◆ Exercise description ◆
Rewrite the lines from the one containing "Quality assurance note: the seated" up to and including the one containing "[[122, 0, 345, 204]]", substituting "sitting" for "seated" and leaving everything else unchanged.

◆ Entries shown ◆

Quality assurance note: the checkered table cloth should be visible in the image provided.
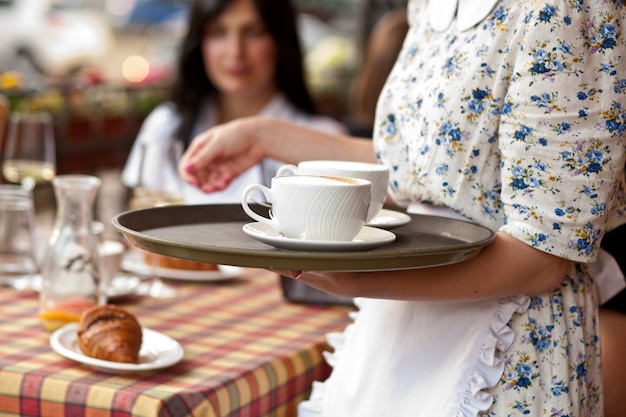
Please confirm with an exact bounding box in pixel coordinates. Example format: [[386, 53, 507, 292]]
[[0, 270, 349, 417]]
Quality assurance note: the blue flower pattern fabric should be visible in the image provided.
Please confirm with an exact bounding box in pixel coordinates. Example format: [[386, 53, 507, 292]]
[[375, 0, 626, 417]]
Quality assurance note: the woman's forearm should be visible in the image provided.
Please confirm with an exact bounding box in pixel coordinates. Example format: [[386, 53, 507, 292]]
[[252, 119, 376, 164], [292, 233, 571, 301]]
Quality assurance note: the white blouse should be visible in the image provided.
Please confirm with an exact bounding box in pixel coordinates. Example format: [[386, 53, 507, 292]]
[[122, 94, 347, 204]]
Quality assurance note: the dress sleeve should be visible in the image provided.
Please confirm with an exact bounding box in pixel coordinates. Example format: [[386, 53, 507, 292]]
[[499, 2, 626, 262]]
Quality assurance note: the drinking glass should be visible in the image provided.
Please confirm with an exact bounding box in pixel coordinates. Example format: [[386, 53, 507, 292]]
[[0, 192, 38, 290], [2, 112, 56, 190], [129, 139, 184, 298]]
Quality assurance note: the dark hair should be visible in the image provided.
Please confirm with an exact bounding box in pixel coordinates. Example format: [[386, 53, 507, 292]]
[[172, 0, 317, 143]]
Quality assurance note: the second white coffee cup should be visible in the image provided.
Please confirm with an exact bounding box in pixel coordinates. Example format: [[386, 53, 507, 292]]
[[242, 175, 371, 241], [276, 160, 389, 222]]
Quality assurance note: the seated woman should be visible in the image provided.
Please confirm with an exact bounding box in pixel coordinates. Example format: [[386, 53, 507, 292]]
[[122, 0, 345, 204]]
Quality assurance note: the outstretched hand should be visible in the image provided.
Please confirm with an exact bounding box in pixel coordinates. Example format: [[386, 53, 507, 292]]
[[178, 119, 264, 193]]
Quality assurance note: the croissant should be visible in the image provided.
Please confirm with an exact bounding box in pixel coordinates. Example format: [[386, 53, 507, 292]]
[[77, 304, 142, 363]]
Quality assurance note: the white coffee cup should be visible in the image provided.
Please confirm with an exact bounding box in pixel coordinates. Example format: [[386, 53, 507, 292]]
[[242, 175, 371, 241], [98, 238, 126, 288], [276, 160, 389, 222]]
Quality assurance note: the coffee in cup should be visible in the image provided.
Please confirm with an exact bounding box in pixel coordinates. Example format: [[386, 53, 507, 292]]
[[276, 160, 389, 222], [242, 175, 371, 241]]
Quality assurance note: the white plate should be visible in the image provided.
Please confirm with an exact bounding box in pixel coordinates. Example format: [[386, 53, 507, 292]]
[[31, 274, 141, 299], [367, 209, 411, 229], [122, 250, 243, 282], [50, 323, 184, 373], [242, 222, 396, 251]]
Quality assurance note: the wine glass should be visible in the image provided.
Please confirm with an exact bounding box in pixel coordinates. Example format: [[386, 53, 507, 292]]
[[2, 111, 56, 190], [129, 140, 184, 298]]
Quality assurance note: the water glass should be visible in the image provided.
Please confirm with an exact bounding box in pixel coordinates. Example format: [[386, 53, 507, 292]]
[[0, 193, 38, 289]]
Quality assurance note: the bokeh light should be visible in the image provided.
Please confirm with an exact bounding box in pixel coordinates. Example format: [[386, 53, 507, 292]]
[[122, 55, 150, 83]]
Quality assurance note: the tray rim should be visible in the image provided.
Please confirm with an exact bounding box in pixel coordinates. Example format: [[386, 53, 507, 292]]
[[111, 204, 495, 271]]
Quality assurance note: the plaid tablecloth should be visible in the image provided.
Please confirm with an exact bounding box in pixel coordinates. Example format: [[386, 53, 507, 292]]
[[0, 270, 349, 417]]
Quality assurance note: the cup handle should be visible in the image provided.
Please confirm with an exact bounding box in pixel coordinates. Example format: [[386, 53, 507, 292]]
[[241, 184, 278, 229], [276, 164, 298, 177]]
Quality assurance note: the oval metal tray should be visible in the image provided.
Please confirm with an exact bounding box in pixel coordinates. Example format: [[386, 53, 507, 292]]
[[112, 204, 495, 271]]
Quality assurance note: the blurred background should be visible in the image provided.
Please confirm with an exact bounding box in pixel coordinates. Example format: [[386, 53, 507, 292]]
[[0, 0, 406, 231]]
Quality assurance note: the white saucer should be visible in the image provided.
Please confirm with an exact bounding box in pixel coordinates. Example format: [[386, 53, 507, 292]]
[[122, 251, 243, 282], [242, 222, 396, 251], [367, 209, 411, 229], [50, 323, 184, 374], [31, 274, 141, 300]]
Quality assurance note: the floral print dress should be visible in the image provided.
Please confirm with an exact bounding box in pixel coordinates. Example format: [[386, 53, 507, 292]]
[[300, 0, 626, 417]]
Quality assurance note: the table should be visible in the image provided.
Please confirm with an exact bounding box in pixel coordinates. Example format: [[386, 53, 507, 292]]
[[0, 269, 351, 417]]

◆ Expected output ◆
Quality assurance note: the sitting woman should be visible in the image provided.
Please confirm with an exact bounding box in pixel coordinates. Example format: [[386, 53, 507, 292]]
[[122, 0, 345, 204]]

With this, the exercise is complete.